Saved entries:
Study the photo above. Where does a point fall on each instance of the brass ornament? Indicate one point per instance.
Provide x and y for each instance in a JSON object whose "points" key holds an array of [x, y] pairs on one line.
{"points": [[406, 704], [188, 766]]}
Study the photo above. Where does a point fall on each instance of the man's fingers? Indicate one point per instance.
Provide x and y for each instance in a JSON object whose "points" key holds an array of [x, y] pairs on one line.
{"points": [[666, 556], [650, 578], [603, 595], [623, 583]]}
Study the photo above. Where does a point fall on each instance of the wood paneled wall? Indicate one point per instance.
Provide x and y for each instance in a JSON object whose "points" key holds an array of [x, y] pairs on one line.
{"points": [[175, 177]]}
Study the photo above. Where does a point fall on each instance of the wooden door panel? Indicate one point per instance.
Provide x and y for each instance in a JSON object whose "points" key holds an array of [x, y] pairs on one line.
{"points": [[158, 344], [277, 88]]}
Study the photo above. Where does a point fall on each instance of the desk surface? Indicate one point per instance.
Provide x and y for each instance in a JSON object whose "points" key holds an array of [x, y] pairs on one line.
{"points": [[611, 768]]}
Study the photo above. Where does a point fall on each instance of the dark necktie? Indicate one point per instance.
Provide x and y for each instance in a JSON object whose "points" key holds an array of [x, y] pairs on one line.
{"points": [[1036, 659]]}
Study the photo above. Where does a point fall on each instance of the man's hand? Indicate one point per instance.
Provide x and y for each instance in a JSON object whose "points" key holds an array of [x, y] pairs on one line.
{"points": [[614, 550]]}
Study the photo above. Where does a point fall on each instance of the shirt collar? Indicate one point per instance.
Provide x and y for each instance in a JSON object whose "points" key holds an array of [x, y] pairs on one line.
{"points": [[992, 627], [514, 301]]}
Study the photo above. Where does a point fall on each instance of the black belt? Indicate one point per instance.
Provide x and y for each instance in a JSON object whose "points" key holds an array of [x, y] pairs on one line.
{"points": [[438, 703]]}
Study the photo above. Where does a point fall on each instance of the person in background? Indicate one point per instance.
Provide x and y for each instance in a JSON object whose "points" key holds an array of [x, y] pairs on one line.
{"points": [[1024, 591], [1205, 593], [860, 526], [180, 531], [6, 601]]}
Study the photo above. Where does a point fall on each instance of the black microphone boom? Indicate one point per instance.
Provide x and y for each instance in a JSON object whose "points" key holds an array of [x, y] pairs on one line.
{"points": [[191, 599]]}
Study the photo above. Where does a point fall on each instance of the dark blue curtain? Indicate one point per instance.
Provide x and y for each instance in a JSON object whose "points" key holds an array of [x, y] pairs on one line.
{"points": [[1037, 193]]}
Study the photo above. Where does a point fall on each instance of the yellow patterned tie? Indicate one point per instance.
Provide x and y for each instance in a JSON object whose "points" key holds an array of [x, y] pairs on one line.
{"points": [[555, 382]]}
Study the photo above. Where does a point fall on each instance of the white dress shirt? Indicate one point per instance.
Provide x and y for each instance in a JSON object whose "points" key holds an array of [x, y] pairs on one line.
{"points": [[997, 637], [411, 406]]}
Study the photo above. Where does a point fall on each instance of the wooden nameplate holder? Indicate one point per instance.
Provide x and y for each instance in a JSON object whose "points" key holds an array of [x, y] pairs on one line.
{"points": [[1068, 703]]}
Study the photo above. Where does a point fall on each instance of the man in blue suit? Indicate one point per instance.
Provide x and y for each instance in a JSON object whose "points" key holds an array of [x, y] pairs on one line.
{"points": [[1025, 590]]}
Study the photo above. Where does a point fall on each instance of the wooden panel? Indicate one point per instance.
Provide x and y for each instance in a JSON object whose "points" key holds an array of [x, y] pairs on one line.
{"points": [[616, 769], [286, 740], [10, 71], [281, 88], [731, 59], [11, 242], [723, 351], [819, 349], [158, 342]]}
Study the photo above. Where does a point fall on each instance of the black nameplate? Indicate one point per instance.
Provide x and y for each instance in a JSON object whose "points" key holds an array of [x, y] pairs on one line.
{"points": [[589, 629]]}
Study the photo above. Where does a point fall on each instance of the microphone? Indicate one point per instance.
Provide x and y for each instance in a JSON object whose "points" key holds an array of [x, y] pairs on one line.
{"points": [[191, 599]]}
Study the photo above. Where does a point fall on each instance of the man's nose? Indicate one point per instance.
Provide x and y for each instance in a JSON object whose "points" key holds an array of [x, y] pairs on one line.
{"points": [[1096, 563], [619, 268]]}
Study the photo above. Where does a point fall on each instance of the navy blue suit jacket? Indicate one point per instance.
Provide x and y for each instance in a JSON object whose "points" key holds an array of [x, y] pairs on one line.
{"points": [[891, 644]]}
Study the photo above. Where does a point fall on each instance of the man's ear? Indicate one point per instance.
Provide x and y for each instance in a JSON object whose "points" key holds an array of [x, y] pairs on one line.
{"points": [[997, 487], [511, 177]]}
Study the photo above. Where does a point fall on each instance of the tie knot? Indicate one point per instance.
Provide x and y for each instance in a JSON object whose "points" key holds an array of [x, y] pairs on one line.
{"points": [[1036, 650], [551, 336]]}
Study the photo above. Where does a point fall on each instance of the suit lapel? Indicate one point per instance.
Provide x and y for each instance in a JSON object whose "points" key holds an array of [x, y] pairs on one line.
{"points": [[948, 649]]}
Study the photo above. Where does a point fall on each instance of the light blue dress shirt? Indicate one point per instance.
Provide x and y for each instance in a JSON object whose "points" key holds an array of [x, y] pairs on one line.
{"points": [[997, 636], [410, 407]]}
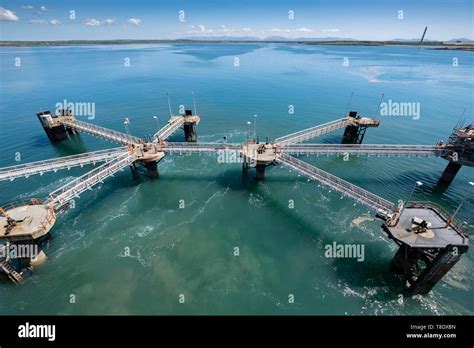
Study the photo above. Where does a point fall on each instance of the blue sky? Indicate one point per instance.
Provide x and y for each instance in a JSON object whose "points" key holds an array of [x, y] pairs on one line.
{"points": [[160, 19]]}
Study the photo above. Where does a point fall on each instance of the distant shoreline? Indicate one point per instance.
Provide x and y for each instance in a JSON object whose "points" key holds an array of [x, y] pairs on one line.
{"points": [[468, 46]]}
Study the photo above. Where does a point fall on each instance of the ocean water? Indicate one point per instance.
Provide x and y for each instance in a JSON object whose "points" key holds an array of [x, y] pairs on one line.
{"points": [[190, 251]]}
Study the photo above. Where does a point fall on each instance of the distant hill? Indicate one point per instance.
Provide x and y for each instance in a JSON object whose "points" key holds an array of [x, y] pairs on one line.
{"points": [[462, 39], [222, 38]]}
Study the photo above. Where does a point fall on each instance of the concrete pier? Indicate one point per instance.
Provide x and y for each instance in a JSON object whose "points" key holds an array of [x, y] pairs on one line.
{"points": [[354, 133], [190, 122], [258, 156], [152, 169], [430, 244], [54, 129]]}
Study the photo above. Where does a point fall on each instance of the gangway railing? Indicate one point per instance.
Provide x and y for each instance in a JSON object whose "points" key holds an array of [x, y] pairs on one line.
{"points": [[314, 132], [178, 147], [85, 182], [366, 149], [100, 132], [40, 167], [172, 126], [381, 205]]}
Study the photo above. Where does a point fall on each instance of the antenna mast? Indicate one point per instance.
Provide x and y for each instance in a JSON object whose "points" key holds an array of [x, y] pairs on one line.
{"points": [[169, 104], [194, 101]]}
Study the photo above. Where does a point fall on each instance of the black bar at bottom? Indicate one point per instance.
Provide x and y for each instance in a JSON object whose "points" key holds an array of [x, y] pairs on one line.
{"points": [[136, 330]]}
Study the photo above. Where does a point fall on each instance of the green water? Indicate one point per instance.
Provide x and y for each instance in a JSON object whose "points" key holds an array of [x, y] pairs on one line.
{"points": [[190, 251]]}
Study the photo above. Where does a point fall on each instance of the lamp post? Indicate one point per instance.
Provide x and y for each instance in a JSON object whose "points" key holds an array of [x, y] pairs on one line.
{"points": [[126, 122], [248, 125], [417, 184], [255, 127]]}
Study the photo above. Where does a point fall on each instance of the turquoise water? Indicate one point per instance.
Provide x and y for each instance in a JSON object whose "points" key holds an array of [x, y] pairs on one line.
{"points": [[190, 251]]}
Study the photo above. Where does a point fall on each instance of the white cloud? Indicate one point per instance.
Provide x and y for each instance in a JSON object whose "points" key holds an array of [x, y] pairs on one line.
{"points": [[7, 15], [92, 22], [38, 21], [135, 21]]}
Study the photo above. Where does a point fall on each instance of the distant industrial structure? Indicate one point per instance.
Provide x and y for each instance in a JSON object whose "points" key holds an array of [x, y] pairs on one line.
{"points": [[430, 239]]}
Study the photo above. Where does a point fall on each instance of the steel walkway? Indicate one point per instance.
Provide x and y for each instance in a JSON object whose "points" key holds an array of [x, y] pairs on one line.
{"points": [[100, 132], [178, 147], [366, 149], [172, 126], [314, 132], [40, 167], [85, 182], [365, 197]]}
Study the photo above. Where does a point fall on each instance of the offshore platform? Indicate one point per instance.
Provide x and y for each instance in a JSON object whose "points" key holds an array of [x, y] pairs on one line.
{"points": [[431, 241]]}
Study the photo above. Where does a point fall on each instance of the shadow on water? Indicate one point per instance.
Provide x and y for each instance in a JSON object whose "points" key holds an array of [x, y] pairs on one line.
{"points": [[372, 272], [72, 146], [211, 52]]}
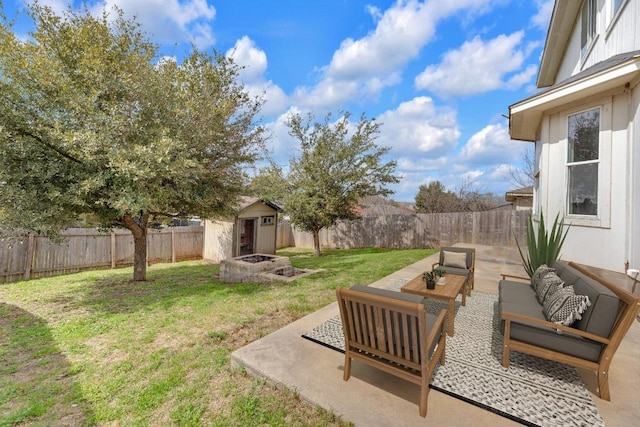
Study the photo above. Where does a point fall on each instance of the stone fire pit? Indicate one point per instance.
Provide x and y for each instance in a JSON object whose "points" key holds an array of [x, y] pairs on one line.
{"points": [[259, 268]]}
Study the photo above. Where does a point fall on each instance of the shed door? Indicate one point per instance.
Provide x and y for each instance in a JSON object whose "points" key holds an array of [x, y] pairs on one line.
{"points": [[247, 240]]}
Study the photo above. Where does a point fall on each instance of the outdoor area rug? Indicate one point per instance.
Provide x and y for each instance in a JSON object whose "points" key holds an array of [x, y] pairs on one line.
{"points": [[533, 391]]}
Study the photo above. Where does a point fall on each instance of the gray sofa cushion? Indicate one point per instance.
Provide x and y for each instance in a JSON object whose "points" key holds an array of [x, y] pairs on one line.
{"points": [[548, 338]]}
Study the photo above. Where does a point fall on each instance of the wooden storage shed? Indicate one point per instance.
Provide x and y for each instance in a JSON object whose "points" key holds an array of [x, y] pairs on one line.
{"points": [[251, 231]]}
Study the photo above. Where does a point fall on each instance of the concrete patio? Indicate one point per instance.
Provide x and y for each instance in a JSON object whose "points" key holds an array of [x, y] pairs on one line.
{"points": [[373, 398]]}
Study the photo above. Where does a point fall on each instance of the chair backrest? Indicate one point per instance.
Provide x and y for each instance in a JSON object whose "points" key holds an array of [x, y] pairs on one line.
{"points": [[471, 254], [391, 328]]}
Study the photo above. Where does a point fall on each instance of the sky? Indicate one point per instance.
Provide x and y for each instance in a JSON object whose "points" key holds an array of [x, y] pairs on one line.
{"points": [[439, 75]]}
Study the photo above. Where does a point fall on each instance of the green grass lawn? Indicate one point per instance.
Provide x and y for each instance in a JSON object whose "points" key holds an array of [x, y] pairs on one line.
{"points": [[96, 348]]}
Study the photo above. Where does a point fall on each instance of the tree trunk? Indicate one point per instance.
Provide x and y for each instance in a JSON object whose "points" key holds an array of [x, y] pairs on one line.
{"points": [[316, 242], [138, 227]]}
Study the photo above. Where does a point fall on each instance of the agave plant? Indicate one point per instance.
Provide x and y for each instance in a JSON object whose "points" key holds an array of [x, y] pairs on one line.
{"points": [[544, 248]]}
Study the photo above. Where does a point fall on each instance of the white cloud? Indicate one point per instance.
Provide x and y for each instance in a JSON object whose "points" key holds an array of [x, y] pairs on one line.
{"points": [[491, 146], [478, 67], [254, 64], [247, 55], [58, 6], [543, 17], [417, 127], [169, 20], [363, 67]]}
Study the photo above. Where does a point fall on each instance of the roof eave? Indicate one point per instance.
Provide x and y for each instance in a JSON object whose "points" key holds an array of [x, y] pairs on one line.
{"points": [[525, 116], [563, 18]]}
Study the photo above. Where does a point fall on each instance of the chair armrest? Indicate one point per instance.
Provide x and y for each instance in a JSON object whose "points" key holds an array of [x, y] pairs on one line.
{"points": [[508, 317], [511, 276]]}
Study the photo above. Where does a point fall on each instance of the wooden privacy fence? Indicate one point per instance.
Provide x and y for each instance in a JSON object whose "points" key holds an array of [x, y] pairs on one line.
{"points": [[497, 228], [84, 249]]}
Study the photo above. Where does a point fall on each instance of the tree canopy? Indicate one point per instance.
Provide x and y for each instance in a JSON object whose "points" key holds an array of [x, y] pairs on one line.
{"points": [[434, 198], [339, 164], [92, 121]]}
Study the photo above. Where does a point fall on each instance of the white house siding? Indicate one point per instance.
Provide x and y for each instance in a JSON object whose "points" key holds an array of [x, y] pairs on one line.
{"points": [[605, 242], [633, 242], [621, 35]]}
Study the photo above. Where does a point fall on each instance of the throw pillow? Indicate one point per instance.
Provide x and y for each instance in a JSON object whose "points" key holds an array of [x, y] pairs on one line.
{"points": [[539, 274], [565, 307], [455, 259], [549, 280]]}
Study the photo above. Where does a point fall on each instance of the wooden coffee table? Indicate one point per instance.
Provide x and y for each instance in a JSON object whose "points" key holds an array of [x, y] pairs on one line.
{"points": [[449, 291]]}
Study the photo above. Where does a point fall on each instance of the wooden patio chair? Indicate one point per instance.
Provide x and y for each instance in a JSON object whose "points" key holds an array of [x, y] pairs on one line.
{"points": [[450, 263], [393, 332]]}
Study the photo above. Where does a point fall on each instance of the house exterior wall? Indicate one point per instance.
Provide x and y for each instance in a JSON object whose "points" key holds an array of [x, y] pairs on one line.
{"points": [[265, 233], [615, 34], [633, 167], [610, 238], [605, 241]]}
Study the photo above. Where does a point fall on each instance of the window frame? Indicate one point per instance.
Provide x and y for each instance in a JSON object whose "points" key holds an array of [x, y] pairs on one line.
{"points": [[602, 219]]}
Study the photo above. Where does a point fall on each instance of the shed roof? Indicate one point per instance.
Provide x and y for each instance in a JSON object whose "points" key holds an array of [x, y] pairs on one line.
{"points": [[246, 201]]}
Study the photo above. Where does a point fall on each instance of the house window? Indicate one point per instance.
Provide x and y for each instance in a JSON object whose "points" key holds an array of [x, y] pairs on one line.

▶ Task to carry out: An exact copy of the lines above between the line holding "knot? Indicate one point per instance." and the line holding "lapel? Indicate one point per instance.", inclusive, is the whole answer.

▶ Reply:
Study the photo above. Where does a point fall on each instance of the tie knot? Indicate one point per instance.
Provide x and y for each instance in a JSON object whose "points" key holds an array of [x, y] pairs on one line.
{"points": [[1036, 650], [551, 336]]}
Study the photo above. Where does a point fall on each instance of the suit lapel? Indicate one point per instance.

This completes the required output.